Could you give every line of the listing below as a numbered list, skipping any blank lines?

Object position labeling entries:
+ + + + +
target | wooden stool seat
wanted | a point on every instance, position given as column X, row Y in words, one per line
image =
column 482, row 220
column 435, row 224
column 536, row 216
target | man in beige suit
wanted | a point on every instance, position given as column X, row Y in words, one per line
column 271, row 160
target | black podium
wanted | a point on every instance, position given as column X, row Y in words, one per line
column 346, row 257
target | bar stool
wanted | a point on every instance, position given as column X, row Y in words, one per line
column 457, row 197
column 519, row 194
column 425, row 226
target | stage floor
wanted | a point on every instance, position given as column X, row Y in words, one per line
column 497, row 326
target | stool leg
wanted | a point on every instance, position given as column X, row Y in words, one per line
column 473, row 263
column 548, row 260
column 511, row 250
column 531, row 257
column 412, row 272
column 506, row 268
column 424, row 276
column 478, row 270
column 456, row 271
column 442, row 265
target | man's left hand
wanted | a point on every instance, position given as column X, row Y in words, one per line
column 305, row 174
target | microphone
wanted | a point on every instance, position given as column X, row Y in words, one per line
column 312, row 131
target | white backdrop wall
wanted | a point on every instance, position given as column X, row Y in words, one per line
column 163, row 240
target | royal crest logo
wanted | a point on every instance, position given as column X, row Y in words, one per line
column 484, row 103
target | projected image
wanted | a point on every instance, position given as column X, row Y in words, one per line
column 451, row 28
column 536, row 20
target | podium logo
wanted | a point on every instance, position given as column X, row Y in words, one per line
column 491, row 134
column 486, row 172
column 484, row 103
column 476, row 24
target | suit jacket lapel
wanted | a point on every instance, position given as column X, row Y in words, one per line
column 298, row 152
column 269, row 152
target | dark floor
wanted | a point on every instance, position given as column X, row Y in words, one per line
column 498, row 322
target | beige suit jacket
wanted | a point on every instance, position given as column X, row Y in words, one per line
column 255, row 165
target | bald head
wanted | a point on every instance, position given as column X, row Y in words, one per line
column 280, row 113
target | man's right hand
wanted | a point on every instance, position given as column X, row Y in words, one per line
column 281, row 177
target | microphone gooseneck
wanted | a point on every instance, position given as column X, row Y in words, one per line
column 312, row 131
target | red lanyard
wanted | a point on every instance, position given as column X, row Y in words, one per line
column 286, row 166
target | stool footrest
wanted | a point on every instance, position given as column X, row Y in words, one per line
+ + + + +
Output:
1. target | wooden stool seat
2. wanted | a point on every instance, position given as column X, row Y in words, one per line
3. image =
4. column 482, row 220
5. column 435, row 224
6. column 536, row 216
7. target | man in beige suit
8. wanted | a point on every instance, position given as column X, row Y in words, one per line
9. column 271, row 160
10. target | black podium
11. wanted | a point on every instance, position given as column X, row Y in words, one per line
12. column 346, row 257
13. target | bar stool
14. wanted | a point on every instance, position given as column X, row Y in words, one per line
15. column 457, row 197
16. column 519, row 194
17. column 425, row 226
18. target | stage floor
19. wanted | a point on every instance, position given as column X, row Y in words, one per line
20. column 497, row 326
21. target | stool leg
22. wanted | a point on every instance, position given as column X, row Y in words, one per line
23. column 473, row 263
24. column 548, row 260
25. column 511, row 250
26. column 531, row 257
27. column 412, row 272
28. column 506, row 268
29. column 424, row 276
30. column 478, row 270
31. column 456, row 271
32. column 442, row 265
33. target | man's left hand
34. wanted | a point on every instance, position given as column X, row Y in words, one per line
35. column 305, row 174
36. target | microphone
37. wanted | a point on every instance, position given as column X, row Y in words, one per line
38. column 312, row 131
39. target | white backdrop wall
40. wanted | a point on every instance, position given as column X, row Y in words, one per line
41. column 163, row 240
42. target | royal crest logo
43. wanted | a point on every instance, position given as column X, row Y in words, one per line
44. column 484, row 103
45. target | projected image
46. wanted | a point on every instance, position given as column X, row Y in words, one per line
47. column 451, row 28
48. column 536, row 20
49. target | podium logo
50. wanted | a point on every instance, position given as column X, row Y in words, one per line
51. column 491, row 134
52. column 486, row 172
53. column 484, row 103
54. column 476, row 24
55. target | suit jacket lapel
56. wanted | a point on every instance, position given as column X, row Y in words, one per line
57. column 298, row 152
58. column 269, row 152
59. target | dark floor
60. wanted | a point on every instance, position given as column X, row Y in words, one per line
61. column 498, row 322
62. target | beige suit jacket
63. wanted | a point on every instance, position given as column X, row Y in words, one per line
64. column 255, row 165
65. target | bald head
66. wanted | a point on every instance, position given as column X, row Y in words, one per line
67. column 280, row 113
68. target | man's right hand
69. wanted | a point on every instance, position given as column X, row Y in words, one per line
70. column 281, row 177
71. target | microphone gooseneck
72. wanted | a point on every instance, position given as column X, row Y in words, one per line
73. column 312, row 131
74. target | red lanyard
75. wanted | a point on every instance, position given as column X, row Y in words, one per line
76. column 286, row 166
77. target | stool footrest
78. wanted | a point on every instance, position given as column X, row Y in words, one per line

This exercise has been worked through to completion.